She keeps using that term – reproductive rights – as a euphemism for what she’s really after. I think I would almost respect her more if she took the mask off and stopped trying to give a professional-sounding, cleaned up title to what amounts to infanticide.

I guess for the despicable left, Gorsuch’s nomination really is a nightmare. He’s a judge who believes in sticking to the letter of the Constitution, rather than taking liberties with the text, in order to prop up a liberal ideology, as some of those who are now sitting on the Supreme Court have done over the years.

One of the biggest problems pro-life advocates have with the Supreme Court is that it invented a so-called right to abortion in Roe v. Wade. But Gorsuch’s writings indicate he opposes that kind of thinking. In a 2005 National Review article, Gorsuch wrote that  liberals rely on the courts too much to made social policy.

Stored rows:
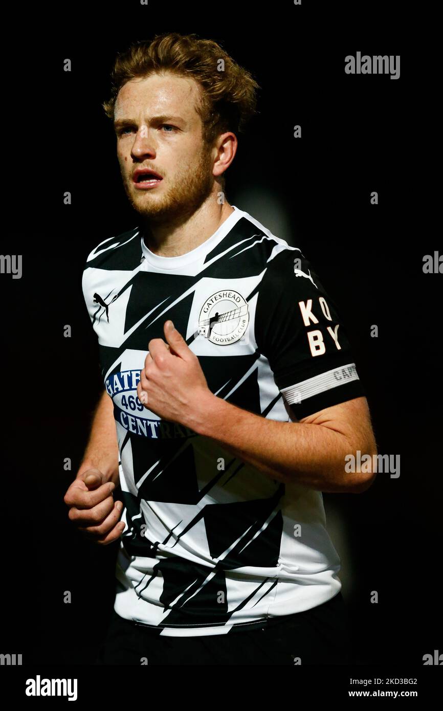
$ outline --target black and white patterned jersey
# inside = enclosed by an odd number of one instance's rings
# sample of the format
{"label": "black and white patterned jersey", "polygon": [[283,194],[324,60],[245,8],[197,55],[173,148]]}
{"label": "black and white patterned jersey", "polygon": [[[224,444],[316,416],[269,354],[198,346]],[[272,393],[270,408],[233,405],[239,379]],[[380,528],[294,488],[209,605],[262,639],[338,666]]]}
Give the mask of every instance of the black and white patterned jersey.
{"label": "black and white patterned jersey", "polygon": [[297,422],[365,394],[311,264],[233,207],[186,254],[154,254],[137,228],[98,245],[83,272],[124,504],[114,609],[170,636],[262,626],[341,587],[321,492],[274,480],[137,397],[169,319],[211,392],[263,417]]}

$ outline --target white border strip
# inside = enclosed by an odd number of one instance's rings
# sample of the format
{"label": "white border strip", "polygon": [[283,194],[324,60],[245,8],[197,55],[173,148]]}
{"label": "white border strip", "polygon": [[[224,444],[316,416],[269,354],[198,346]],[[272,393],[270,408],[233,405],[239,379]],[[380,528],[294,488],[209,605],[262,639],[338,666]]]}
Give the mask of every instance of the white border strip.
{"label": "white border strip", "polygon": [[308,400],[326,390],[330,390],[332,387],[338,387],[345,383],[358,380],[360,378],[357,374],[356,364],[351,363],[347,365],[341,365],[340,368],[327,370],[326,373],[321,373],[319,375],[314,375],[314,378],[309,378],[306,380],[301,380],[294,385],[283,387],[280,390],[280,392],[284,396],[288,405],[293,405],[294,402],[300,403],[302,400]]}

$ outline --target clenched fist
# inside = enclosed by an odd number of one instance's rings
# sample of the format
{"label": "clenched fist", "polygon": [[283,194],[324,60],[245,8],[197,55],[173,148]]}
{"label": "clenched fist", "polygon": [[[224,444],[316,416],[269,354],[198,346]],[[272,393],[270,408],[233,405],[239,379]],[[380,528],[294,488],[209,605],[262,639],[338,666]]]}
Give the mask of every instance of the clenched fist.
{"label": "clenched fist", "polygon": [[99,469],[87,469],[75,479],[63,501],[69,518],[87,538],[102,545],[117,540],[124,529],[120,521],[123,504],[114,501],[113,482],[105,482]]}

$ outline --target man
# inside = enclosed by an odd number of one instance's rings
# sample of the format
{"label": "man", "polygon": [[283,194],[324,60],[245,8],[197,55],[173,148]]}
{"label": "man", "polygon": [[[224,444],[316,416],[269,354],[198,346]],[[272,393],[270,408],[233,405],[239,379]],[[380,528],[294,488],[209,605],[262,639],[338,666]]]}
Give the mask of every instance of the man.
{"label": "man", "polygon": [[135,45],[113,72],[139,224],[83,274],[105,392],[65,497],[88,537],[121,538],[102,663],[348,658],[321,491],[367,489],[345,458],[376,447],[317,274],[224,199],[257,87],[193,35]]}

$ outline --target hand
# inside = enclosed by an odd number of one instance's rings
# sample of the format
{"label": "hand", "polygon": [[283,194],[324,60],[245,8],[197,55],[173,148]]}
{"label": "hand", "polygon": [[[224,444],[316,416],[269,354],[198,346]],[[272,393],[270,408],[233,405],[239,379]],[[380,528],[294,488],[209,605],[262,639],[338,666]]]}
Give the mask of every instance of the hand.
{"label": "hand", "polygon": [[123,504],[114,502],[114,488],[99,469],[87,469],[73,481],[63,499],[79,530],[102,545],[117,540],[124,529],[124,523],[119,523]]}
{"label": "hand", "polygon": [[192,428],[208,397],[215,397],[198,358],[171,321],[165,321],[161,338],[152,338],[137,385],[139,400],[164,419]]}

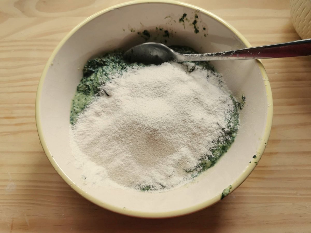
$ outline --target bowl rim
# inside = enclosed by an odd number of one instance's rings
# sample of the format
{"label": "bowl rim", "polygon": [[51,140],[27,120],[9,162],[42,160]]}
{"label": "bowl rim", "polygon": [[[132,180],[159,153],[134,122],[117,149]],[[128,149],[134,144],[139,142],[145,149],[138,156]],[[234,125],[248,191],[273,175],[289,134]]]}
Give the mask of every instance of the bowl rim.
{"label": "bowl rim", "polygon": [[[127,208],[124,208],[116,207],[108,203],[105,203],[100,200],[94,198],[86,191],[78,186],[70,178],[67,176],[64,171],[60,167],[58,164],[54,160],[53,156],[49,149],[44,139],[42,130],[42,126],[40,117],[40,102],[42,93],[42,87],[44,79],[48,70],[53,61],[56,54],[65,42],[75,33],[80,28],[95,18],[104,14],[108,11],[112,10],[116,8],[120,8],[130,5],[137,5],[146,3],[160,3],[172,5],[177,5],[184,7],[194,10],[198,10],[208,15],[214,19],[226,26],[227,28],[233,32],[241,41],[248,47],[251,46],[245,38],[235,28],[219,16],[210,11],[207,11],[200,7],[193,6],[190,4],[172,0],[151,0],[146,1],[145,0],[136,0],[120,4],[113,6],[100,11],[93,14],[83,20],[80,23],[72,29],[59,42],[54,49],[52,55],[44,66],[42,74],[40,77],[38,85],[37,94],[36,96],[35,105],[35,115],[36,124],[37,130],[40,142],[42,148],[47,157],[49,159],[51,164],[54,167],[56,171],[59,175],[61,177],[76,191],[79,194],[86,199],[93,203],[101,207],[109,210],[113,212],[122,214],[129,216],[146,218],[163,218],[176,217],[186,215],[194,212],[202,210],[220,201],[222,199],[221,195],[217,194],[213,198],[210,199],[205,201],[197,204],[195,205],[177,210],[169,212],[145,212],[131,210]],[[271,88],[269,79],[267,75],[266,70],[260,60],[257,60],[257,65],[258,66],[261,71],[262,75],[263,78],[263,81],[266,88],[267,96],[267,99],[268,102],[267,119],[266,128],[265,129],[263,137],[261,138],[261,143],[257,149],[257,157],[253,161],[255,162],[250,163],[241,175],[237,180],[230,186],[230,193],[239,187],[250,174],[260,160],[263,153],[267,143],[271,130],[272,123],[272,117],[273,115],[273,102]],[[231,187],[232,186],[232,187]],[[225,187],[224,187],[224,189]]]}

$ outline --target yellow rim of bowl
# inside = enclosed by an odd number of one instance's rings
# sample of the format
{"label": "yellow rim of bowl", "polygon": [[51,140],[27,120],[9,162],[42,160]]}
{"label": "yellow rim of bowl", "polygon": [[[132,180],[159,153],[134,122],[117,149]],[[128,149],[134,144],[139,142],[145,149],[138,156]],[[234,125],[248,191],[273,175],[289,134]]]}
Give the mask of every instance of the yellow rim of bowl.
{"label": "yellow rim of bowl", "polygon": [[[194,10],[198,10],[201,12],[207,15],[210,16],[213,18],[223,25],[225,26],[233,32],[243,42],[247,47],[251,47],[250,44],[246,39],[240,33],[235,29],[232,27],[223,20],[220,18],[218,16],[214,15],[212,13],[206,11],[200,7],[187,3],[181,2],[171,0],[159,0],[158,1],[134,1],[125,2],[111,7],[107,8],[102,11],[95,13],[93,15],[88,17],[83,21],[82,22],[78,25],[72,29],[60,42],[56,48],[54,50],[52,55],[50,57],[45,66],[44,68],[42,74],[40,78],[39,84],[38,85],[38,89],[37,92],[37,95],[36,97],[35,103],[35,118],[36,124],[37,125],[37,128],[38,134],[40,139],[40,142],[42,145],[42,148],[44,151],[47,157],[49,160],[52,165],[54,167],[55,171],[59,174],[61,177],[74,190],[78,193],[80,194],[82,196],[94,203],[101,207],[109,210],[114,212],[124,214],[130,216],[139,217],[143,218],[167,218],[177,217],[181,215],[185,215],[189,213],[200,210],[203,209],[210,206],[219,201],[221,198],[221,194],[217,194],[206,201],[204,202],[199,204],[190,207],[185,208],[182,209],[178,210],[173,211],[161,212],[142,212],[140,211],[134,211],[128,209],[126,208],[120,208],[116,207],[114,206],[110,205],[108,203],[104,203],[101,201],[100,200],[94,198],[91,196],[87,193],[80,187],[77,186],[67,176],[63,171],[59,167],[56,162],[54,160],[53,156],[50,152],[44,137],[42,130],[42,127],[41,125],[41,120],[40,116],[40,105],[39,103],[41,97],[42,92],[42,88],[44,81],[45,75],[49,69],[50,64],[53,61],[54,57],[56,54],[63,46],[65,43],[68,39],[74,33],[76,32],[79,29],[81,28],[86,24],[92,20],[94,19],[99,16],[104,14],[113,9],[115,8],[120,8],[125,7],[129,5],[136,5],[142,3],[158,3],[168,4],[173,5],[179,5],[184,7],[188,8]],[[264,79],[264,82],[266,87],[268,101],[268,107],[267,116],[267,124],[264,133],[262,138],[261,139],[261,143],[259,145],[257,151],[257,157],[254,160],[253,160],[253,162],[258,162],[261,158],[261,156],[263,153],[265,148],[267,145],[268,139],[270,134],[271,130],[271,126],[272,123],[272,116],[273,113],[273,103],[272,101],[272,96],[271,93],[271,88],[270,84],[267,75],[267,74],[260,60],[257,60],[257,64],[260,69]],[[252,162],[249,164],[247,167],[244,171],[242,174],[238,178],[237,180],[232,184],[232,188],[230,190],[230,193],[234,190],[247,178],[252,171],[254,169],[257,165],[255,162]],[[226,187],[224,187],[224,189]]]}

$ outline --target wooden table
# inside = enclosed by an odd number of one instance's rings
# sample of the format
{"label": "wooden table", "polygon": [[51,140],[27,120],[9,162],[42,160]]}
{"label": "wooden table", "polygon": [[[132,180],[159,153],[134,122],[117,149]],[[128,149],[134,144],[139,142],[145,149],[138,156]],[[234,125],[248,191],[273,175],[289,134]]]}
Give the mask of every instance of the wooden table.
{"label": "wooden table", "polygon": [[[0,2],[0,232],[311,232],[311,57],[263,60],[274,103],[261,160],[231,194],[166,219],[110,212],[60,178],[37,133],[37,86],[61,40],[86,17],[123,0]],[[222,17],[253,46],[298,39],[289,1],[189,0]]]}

Exercise aim: Transcribe the passage about Gorsuch's nomination from "I guess for" up to and including "over the years.". This material was drawn from a different source than the passage about Gorsuch's nomination.

Exercise output:
I guess for the despicable left, Gorsuch’s nomination really is a nightmare. He’s a judge who believes in sticking to the letter of the Constitution, rather than taking liberties with the text, in order to prop up a liberal ideology, as some of those who are now sitting on the Supreme Court have done over the years.